- Text section
Molson Stadium has been renovated and expanded, adding nearly 5,000 seats in time for the 2010 CFL season. The project to see the smallest CFL stadium increase to a seating capacity of 25,012 cost $29.4 million.

Eleven rows were removed from the south side of the stadium to construct a second tier and add the majority of the new seats, about 3,800. Also, temporary bleachers in the east end-zone were replaced with 1,500 permanent seats, a new section was added to the northeast corner, and 19 new private suites were constructed. The cost of the renovations were shared by the Quebec government ($19.3 million), the city of Montreal ($4 million), and Robert Wetenhall, the Alouettes' owner ($6,023,935).

- Action item A
According to the Molson Stadium text, how many new private suites were built?
- Action item B
Set down the Molson Stadium text word for word from "Eleven rows were" to "Alouettes' owner ($6,023,935).".
- Action item C
Resume the Molson Stadium text after its last sentence and keep writing in the same vein.
The listing that follows has no connection to the text about Molson Stadium.

- Data excerpts
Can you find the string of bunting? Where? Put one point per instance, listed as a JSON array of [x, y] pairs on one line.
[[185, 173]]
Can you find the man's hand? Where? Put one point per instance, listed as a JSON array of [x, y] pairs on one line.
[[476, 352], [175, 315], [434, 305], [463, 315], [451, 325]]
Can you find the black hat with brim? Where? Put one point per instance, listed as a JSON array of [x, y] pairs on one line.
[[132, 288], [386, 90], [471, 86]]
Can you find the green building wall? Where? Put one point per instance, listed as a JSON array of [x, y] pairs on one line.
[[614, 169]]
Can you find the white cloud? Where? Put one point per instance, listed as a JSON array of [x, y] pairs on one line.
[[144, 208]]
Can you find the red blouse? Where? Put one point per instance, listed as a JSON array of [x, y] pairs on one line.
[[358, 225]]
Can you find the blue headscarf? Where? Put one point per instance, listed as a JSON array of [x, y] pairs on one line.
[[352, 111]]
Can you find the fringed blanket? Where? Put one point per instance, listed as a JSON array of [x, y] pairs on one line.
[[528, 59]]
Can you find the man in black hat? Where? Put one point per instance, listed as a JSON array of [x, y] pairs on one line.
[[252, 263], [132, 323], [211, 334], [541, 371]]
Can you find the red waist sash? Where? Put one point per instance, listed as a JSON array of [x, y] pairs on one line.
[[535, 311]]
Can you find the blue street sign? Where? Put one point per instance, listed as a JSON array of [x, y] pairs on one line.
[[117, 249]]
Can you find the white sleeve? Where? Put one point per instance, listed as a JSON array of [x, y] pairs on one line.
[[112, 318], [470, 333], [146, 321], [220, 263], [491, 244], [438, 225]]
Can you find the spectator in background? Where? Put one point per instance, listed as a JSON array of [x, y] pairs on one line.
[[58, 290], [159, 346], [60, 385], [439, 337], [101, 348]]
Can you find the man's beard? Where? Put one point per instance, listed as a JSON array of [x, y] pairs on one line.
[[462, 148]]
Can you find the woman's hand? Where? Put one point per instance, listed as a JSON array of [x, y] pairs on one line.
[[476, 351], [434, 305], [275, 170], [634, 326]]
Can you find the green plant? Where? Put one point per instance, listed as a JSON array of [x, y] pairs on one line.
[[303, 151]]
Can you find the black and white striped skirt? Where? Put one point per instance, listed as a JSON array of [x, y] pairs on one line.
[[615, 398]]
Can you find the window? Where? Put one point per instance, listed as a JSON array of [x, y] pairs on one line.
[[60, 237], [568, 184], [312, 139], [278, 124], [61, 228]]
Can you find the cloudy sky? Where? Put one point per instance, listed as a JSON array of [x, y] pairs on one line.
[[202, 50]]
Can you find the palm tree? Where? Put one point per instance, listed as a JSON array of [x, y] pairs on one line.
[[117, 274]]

- Written reply A
Nineteen new private suites were built.

- Written reply B
Eleven rows were removed from the south side of the stadium to construct a second tier and add the majority of the new seats, about 3,800. Also, temporary bleachers in the east end-zone were replaced with 1,500 permanent seats, a new section was added to the northeast corner, and 19 new private suites were constructed. The cost of the renovations were shared by the Quebec government ($19.3 million), the city of Montreal ($4 million), and Robert Wetenhall, the Alouettes' owner ($6,023,935).

- Written reply C
==Layout==
Because the playing surface is surrounded by a running track, the full 65-yard width and 20-yard length of the end zones is not available at the two end lines. However, the full width is available for more than half of each end zone, with the only missing pieces being the relatively small bits off the corners. Since the 2014 CFL season, it is the only stadium in the CFL to cut the corners on the end zones after Edmonton's Commonwealth Stadium was able to square off its end zones after removal of the running track. The full width of the end zones will become available for CFL games in 2027, when the league shortens its field length from a total of 150 yards to 130 yards (100-yard field with 15-yard end zones) while maintaining its 65-yard width.